> **What you should do**
Copy out the entries below without any changes, running from the line containing "trace: grass" through the line containing "M224 48L229 33L229", with both of those lines included.

> **Information shown**
╔══
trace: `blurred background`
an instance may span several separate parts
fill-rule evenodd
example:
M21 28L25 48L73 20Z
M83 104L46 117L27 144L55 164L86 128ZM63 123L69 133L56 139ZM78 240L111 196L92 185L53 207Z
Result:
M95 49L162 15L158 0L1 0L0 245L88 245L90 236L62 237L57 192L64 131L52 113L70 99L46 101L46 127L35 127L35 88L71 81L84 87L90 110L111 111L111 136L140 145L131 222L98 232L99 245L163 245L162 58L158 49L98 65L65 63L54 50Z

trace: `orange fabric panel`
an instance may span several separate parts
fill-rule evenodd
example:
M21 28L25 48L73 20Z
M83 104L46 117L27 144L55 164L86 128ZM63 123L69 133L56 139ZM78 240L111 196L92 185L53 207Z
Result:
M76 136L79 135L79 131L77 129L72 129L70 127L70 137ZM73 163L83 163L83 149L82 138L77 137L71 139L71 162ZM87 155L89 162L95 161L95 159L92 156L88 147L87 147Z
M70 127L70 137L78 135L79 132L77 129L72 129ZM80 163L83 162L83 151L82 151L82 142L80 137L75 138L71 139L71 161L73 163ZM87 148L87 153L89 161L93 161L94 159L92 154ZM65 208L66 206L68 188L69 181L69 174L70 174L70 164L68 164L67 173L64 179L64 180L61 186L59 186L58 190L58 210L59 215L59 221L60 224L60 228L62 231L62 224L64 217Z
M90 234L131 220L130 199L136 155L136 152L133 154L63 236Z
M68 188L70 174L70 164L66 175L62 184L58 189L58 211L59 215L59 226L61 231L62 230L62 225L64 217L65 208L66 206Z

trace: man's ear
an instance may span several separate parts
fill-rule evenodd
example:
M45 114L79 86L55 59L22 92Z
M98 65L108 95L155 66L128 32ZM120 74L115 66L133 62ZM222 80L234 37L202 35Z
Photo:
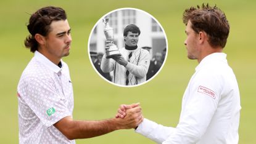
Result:
M199 31L198 36L198 39L199 40L200 44L202 44L204 41L207 39L207 35L204 31Z
M36 41L41 44L41 45L44 45L45 44L45 38L44 36L41 35L40 34L36 34L35 35L35 38L36 39Z

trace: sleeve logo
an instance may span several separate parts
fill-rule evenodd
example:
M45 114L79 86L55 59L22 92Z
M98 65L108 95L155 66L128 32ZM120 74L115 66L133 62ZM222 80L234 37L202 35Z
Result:
M51 116L54 113L55 113L55 109L54 108L49 108L46 111L46 113L47 114L48 114L48 116Z
M207 87L199 86L199 87L198 87L197 92L209 95L210 97L212 97L213 99L215 99L216 95L215 95L215 93L214 92L214 91Z

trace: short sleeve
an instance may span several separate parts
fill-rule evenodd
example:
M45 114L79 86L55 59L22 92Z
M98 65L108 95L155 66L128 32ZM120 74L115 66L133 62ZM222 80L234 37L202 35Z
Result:
M27 79L18 88L21 98L46 127L72 115L59 90L53 79L38 78Z

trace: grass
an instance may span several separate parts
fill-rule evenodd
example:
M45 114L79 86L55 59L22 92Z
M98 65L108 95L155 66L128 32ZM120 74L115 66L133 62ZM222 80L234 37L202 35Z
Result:
M256 143L255 121L256 67L254 47L256 10L254 1L209 1L225 12L231 25L225 52L239 82L241 97L239 143ZM33 54L24 48L28 35L25 23L31 14L42 6L54 5L65 9L72 28L68 64L75 95L73 117L76 119L102 119L113 117L119 105L139 102L145 118L175 127L178 121L182 96L197 65L186 58L183 45L185 26L181 16L184 9L203 1L6 1L0 2L0 112L2 143L19 142L17 85ZM101 4L99 4L101 2ZM125 89L109 84L94 71L89 62L87 42L98 18L121 7L148 12L162 24L169 44L168 58L153 80L138 87ZM118 130L101 137L78 140L77 143L154 143L133 130Z

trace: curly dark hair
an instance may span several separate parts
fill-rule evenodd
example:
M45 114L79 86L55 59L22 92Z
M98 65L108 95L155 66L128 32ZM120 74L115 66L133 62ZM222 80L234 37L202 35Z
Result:
M33 14L27 25L30 34L25 39L25 46L35 52L38 50L38 43L35 38L36 34L46 36L51 31L50 25L52 21L65 20L67 15L60 7L49 6L43 7Z
M224 48L229 33L229 24L226 15L215 5L211 7L207 3L202 7L191 7L183 13L183 23L187 25L188 21L192 23L191 28L197 33L205 31L211 46Z

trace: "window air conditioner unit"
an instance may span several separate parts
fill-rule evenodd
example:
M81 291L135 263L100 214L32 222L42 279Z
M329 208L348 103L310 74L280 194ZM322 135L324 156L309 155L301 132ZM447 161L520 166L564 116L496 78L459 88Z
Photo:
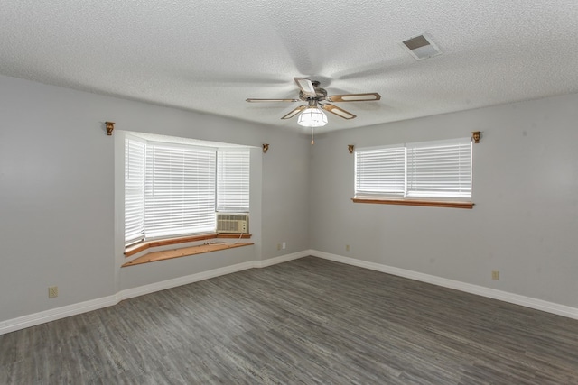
╚══
> **Output of the task**
trace: grass
an instance may span several separate parts
fill-rule evenodd
example:
M45 114L79 86L55 59L22 92Z
M98 65L108 95L155 66L128 32ZM120 74L115 66L133 62ZM222 80L234 37L202 35Z
Result:
M256 143L255 121L256 67L254 47L256 10L254 1L209 1L225 12L231 25L225 52L239 82L241 97L239 143ZM33 54L24 48L28 35L25 23L31 14L42 6L54 5L65 9L72 28L68 64L75 95L73 117L76 119L102 119L113 117L119 105L139 102L145 118L175 127L178 121L182 96L197 65L186 58L183 45L185 26L181 16L184 9L203 1L6 1L0 2L0 112L2 143L19 142L17 85ZM101 4L99 4L101 2ZM125 89L109 84L94 71L89 62L87 42L98 18L121 7L148 12L162 24L169 44L168 58L153 80L138 87ZM118 130L101 137L78 140L77 143L154 143L133 130Z

trace: curly dark hair
an instance may span several separate parts
fill-rule evenodd
example:
M45 114L79 86L55 59L22 92Z
M98 65L108 95L155 66L128 32ZM120 74L115 66L133 62ZM222 80L234 37L202 35Z
Result:
M33 14L27 25L30 34L25 39L25 46L35 52L38 50L38 43L35 38L36 34L46 36L51 31L50 25L52 21L65 20L67 15L60 7L49 6L43 7Z
M224 48L229 33L229 24L226 15L215 5L211 7L207 3L202 7L191 7L183 13L183 23L187 25L188 21L192 23L191 28L197 33L205 31L211 46Z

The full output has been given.